| Reading passage |

* * * *

Marita: Iran will smother us with crude oil

I believe Marita says what the title states and much more.  Essentially she has reinforced what is generally known by any thinking person.

Thanks to Obama and our Secretary of State, we are going to be wearing nettle clothing.  We will suffer the sticking power of each nettle of thousands every time an Iranian barrel of oil touches our shore to be paid for with bucks manufactured out of thin air by this silly administration.

We know buying oil from Iran won’t come close to being the end of our stabbing torture because we have in Iran, an enemy government desiring nothing less than our death as a people and a nation.

Marita says it better than anyone I can think of … Let’s hear it from her:

 

Greetings!

Last week I told you my column on Mexico’s energy reforms was probably of more interest to those in the industry than the general public and that it lacked my usual political snap. Well, I’ve made up for it this week. Yes, as always, I am addressing energy. But the bigger picture is political.

I had fun writing Obama: Iranian oil, good. Canadian oil, bad. American oil, bad. (attached and pasted-in-below). I hope you can tell. Please note: the reference to Jeff Foxworthy is about a parody done in his style, not something he has released—but it was just so appropriate, I couldn’t resist incorporating the idea.

With everything I write, I hope to make a difference in the national dialogue. But, somehow, I feel even more strongly about the message of Obama: Iranian oil, good. Canadian oil, bad. American oil, bad. I send it to you today with an extra prayer that you’ll spread this message far and wide. Please pray with me that the media/talk show hosts pick up on this message and that I’ll be busy with radio interviews on this topic.

Please post, pass on and/or personally enjoy Obama: Iranian oil, good. Canadian oil, bad. American oil, bad.

marita Noon 1

Marita Noon

Executive Director, Energy Makes America Great, inc.

* * * *

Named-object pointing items
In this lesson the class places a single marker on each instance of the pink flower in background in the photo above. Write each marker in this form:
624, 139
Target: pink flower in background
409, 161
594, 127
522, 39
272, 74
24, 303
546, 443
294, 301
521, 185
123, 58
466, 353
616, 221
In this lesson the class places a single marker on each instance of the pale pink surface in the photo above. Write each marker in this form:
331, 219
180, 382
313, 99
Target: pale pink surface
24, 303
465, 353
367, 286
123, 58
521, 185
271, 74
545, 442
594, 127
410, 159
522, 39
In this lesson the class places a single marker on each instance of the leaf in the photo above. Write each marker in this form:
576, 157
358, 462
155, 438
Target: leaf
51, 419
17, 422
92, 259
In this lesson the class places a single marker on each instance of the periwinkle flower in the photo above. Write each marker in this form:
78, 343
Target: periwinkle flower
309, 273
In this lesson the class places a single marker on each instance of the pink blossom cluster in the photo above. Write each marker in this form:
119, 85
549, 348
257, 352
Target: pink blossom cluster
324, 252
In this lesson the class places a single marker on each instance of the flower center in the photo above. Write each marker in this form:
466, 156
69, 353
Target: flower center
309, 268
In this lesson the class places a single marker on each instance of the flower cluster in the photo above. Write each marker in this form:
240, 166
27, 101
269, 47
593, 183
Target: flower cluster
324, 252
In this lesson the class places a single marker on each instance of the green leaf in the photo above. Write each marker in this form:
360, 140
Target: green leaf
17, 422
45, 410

* * * *

| Complete the following |
a. In the post on Iranian oil, what title does Marita Noon hold?
b. Extend the post on Iranian oil, picking up right after its last line.

| The results |
a. She is Executive Director of Energy Makes America Great, Inc.

b.
PO Box 52103, Albuquerque, NM 87181

505.239.8998

 

Obama: Iranian oil, good. Canadian oil, bad. American oil, bad.

President Obama’s confusing approach to energy encourages our enemies who shout “death to America,” while penalizing our closest allies and even our own job creators.

Iran’s participation in the nuclear negotiations that have slogged on for months, have now, ultimately, netted a deal that will allow Iran to export its oil—which is the only reason they came to the table (they surely are not interested in burnishing Obama’s legacy). International sanctions have, since 2011, cut Iran’s oil exports in half and severely damaged its economy. Iran, it is estimated, currently has more than 50 million barrels of oil in storage on 28 tankers at sea—part of a months’ long build up.

It is widely reported that, due to aging infrastructure and saturated storage, it will take Iran months to bring its production back up to pre-sanction levels. The millions of barrels of oil parked offshore are indicative of their eagerness to increase exports. Once the sanctions are lifted—if Congress approves the terms of the deal, Iran wants to be ready to move its oil. In fact, even before the sanctions have been lifted, Iran is already moving some of its “floating storage.”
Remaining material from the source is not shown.